### Aim
Tally how many lines in the items below contain the string "gold", counting a match only when the letter case is identical. Reply with the number alone.

[Saved entries]
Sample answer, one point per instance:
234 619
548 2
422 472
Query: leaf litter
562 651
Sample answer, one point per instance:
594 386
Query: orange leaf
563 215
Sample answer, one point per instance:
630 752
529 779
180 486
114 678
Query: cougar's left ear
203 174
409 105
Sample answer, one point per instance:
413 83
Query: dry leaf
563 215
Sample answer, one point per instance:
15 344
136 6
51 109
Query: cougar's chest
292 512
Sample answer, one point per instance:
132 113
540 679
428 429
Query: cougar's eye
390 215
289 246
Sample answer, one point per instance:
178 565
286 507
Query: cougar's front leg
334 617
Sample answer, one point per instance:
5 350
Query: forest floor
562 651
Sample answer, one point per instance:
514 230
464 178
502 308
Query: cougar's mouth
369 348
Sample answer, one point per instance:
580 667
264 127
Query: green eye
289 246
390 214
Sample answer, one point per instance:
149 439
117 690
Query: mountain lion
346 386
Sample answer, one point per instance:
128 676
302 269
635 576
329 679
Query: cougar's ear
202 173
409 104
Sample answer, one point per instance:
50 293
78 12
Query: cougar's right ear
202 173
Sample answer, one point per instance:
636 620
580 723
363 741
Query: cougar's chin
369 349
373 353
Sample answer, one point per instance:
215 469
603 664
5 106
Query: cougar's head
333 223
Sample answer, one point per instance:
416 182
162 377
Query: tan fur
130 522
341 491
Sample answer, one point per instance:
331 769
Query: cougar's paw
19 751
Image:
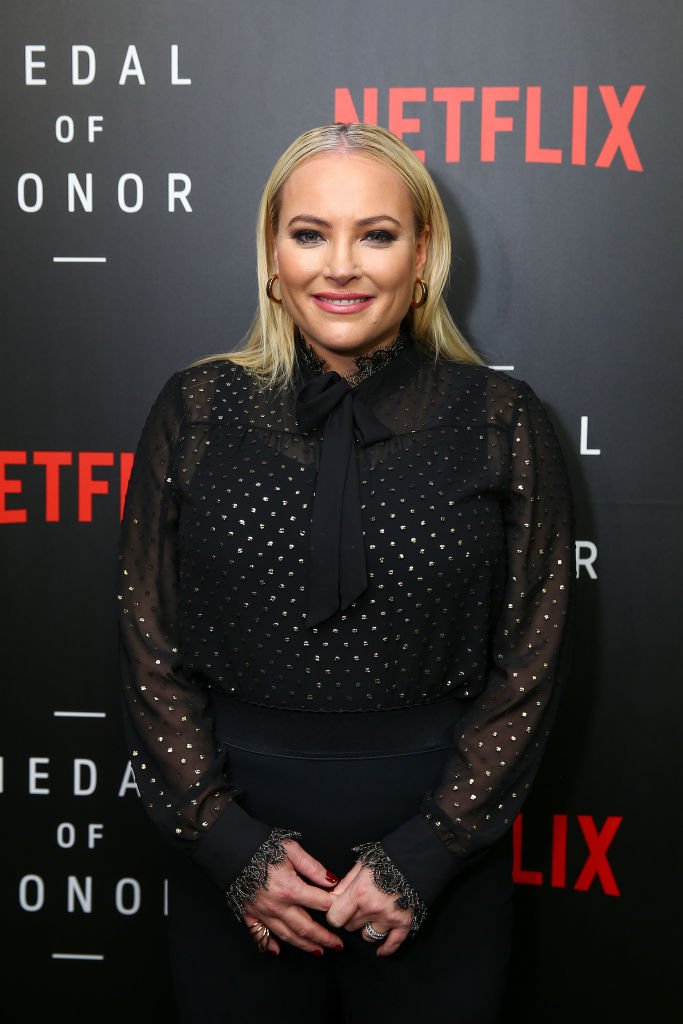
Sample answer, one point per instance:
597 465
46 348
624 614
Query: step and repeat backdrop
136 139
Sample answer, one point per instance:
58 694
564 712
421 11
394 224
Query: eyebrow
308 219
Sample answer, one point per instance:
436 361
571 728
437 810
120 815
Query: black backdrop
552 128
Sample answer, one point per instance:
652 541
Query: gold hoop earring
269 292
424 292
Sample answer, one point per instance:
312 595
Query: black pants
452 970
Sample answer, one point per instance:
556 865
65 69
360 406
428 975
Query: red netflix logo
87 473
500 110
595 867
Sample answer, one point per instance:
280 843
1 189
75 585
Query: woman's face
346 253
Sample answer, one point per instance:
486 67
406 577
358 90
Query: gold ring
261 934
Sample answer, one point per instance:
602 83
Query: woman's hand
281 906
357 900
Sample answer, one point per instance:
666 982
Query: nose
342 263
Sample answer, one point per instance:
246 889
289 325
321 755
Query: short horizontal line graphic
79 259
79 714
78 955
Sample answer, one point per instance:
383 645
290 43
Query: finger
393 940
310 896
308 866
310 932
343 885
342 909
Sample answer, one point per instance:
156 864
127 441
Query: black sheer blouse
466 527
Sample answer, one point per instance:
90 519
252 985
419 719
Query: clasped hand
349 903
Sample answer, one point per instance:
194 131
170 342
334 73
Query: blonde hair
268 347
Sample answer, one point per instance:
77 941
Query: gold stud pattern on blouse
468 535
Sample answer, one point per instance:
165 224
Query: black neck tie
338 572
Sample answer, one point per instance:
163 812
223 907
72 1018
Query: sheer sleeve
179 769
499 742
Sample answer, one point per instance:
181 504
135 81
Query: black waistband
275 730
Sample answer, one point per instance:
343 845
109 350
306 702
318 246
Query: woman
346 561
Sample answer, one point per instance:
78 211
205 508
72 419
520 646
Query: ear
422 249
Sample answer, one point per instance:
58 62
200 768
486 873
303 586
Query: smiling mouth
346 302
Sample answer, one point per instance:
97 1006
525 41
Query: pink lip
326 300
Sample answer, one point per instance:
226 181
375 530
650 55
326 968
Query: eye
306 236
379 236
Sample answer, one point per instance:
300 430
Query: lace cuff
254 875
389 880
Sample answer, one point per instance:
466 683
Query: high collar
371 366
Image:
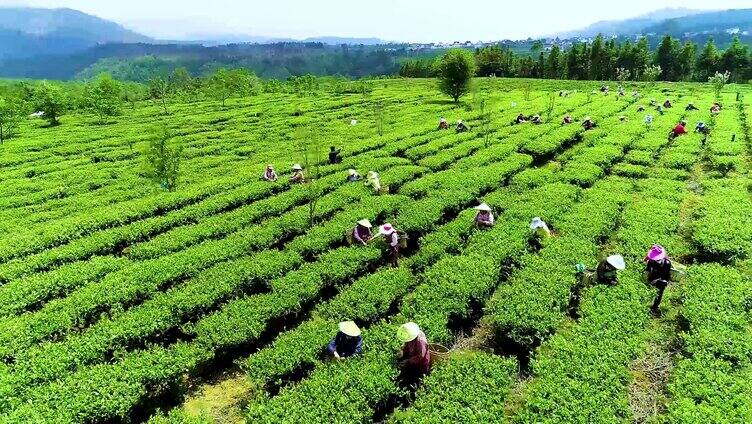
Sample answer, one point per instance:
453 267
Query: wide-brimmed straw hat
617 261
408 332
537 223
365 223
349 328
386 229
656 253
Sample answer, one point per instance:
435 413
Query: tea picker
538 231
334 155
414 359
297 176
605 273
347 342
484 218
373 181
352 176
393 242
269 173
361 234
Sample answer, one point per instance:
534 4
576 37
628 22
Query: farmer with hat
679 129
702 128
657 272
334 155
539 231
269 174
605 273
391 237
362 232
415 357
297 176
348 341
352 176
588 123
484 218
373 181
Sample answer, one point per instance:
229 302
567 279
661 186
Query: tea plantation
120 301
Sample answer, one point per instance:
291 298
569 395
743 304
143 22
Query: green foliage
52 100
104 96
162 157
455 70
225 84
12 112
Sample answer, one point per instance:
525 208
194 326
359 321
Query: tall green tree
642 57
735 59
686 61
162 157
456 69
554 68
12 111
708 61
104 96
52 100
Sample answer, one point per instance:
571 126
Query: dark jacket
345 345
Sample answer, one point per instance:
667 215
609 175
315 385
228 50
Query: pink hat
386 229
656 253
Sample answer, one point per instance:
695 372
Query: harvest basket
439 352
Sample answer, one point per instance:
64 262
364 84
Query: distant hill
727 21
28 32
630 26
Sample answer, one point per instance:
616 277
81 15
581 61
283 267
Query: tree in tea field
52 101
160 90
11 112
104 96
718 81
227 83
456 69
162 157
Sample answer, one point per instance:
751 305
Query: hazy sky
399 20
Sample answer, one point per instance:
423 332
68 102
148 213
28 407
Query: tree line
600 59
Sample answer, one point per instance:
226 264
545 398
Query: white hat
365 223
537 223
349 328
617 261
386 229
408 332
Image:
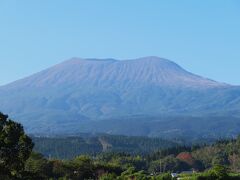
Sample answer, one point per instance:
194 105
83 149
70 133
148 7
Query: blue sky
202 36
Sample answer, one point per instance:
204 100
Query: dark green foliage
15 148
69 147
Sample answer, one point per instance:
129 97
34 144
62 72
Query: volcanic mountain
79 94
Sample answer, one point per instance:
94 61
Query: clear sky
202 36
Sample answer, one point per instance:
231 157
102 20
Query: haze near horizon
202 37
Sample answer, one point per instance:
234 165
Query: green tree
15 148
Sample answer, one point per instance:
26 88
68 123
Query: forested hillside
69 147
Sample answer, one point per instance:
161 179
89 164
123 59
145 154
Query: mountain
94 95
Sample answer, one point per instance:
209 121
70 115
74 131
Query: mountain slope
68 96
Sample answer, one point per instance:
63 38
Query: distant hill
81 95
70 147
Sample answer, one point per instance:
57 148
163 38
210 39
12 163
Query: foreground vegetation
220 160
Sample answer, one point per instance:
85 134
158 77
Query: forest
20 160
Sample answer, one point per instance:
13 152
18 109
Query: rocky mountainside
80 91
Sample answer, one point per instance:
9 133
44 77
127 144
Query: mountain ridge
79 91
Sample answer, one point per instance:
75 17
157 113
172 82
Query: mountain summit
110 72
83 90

* * *

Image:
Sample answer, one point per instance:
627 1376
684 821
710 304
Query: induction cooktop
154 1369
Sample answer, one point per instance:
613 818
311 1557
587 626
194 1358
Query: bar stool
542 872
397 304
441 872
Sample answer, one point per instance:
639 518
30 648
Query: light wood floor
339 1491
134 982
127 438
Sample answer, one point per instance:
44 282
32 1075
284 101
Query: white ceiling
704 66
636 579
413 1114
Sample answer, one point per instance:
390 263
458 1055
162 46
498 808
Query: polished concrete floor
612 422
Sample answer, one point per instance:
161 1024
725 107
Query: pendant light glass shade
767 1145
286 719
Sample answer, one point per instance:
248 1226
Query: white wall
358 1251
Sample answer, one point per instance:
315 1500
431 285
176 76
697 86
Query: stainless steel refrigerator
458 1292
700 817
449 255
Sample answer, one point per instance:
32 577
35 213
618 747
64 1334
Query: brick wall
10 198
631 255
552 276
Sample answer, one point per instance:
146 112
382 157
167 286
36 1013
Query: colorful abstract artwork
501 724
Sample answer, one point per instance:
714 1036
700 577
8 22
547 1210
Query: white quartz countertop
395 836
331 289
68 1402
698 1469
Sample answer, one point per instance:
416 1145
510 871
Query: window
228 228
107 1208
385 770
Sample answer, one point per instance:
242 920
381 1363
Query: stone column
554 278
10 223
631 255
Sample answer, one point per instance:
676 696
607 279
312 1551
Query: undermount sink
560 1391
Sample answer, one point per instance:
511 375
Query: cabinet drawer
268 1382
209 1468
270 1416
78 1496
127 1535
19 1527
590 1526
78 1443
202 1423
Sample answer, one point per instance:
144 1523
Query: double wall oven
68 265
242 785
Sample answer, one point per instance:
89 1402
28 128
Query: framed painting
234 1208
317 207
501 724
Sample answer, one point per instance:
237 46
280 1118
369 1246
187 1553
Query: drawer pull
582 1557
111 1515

...

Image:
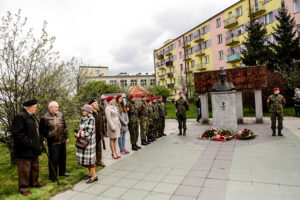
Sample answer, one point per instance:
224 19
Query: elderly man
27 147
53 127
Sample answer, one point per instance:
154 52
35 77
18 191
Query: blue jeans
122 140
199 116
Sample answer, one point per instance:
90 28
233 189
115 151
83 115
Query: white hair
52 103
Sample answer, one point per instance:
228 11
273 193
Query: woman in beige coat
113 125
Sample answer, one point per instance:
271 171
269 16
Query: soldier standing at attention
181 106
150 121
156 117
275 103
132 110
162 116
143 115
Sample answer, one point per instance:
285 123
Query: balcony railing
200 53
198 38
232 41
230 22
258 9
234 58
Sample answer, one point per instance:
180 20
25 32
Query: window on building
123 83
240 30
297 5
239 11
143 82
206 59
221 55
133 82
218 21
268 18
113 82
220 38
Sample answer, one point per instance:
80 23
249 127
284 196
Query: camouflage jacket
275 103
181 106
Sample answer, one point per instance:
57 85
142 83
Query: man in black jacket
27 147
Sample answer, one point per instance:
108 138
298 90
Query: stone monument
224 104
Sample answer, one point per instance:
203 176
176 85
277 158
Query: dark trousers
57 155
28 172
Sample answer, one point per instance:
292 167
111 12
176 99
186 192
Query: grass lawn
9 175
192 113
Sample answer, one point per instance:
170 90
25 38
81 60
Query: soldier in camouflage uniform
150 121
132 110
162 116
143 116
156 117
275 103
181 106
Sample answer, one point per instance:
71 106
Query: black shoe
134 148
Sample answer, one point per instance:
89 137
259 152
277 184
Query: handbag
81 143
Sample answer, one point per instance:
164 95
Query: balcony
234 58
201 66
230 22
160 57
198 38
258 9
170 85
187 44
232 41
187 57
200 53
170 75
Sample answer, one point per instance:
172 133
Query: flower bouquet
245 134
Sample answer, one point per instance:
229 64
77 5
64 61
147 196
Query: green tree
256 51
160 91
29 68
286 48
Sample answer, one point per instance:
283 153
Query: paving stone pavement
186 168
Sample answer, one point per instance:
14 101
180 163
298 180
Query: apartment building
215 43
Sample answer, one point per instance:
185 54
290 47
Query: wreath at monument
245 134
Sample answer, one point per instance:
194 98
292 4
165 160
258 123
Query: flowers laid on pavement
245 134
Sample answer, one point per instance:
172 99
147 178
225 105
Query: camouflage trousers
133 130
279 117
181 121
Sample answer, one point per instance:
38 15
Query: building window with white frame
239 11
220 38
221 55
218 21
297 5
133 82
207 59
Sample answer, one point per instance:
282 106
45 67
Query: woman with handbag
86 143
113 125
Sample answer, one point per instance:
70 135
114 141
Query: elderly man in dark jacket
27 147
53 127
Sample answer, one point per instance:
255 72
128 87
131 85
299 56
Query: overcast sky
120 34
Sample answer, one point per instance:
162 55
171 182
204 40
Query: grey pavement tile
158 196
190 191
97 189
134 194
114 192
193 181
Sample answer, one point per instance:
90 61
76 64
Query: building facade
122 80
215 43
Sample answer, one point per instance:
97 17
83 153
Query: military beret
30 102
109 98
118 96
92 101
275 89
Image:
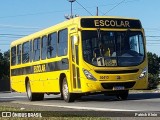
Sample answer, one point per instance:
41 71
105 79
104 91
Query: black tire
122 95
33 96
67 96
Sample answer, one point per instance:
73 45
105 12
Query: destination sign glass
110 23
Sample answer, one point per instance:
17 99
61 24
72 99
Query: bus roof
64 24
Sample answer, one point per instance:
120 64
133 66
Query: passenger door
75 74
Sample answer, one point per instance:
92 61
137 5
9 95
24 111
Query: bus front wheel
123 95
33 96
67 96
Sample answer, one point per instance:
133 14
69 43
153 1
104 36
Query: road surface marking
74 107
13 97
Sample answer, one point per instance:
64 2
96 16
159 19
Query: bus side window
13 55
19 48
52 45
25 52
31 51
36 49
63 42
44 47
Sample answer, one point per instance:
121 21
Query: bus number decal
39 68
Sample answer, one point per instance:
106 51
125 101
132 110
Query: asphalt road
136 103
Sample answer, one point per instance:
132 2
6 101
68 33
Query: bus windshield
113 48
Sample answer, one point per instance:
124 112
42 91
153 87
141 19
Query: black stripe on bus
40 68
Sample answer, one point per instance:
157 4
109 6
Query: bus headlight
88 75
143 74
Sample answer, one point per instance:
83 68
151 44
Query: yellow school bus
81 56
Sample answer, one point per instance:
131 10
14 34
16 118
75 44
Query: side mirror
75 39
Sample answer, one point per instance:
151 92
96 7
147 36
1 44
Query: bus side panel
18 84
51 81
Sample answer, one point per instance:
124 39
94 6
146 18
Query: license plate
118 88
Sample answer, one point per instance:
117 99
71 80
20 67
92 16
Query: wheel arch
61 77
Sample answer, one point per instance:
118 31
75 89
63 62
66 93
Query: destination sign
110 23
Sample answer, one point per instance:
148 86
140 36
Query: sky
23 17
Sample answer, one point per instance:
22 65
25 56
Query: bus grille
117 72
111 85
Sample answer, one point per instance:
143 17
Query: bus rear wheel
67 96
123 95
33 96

### Written response
3